* Aim of the task
Show each line of the entries below that contains the word "table".

-- Start Task data --

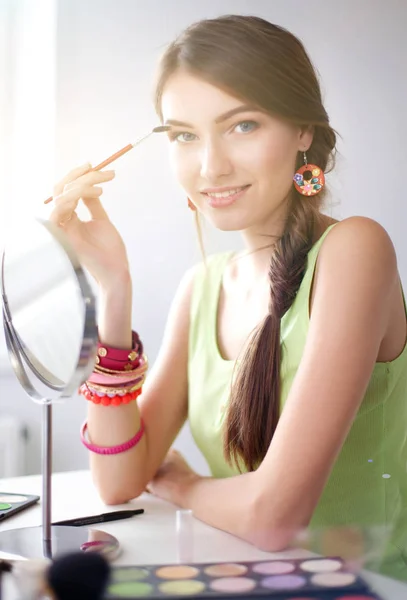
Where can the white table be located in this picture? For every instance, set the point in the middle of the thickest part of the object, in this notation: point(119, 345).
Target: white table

-- End Task data --
-- Start Task data --

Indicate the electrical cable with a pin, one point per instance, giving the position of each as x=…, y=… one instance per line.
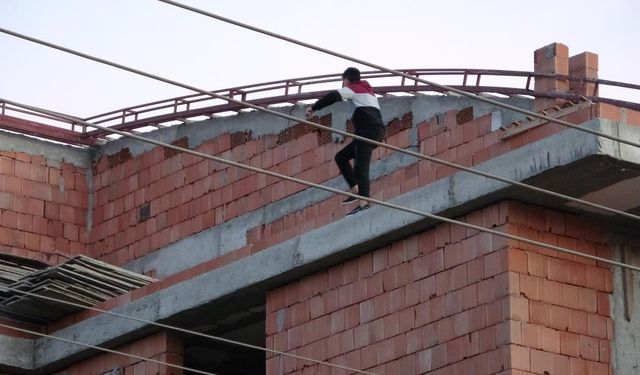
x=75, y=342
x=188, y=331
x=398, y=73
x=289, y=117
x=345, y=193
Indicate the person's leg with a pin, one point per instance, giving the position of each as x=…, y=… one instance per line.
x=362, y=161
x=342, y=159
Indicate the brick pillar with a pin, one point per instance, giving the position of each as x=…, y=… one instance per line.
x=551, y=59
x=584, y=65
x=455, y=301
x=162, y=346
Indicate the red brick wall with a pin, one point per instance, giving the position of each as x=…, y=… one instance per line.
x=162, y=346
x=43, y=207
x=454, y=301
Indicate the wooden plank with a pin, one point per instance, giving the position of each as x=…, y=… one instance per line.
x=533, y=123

-- End Task data --

* Correct answer
Where can the white table be located in this picture? For every instance, set the point in the middle of the thickest part of the object, in this notation: point(119, 345).
Target: white table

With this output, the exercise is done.